# START OF Supplied information

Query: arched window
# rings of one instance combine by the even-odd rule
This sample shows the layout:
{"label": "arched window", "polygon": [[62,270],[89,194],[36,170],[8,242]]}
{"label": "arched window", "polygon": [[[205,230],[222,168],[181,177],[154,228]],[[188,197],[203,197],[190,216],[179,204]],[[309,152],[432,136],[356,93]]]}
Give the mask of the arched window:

# END OF Supplied information

Could you lay out the items above as a Markdown table with a Row column numbering each line and a Text column holding the line itself, leaving out any blank lines?

| Row | Text |
|---|---|
| 1 | Query: arched window |
| 2 | # rings of one instance combine by the even-odd rule |
| 3 | This sample shows the layout: |
| 4 | {"label": "arched window", "polygon": [[62,270],[89,194],[36,170],[8,242]]} |
| 5 | {"label": "arched window", "polygon": [[[205,230],[222,168],[181,177],[154,228]],[[188,197],[203,197],[190,216],[179,204]],[[309,152],[432,136],[356,93]]]} |
| 6 | Give the mask of the arched window: |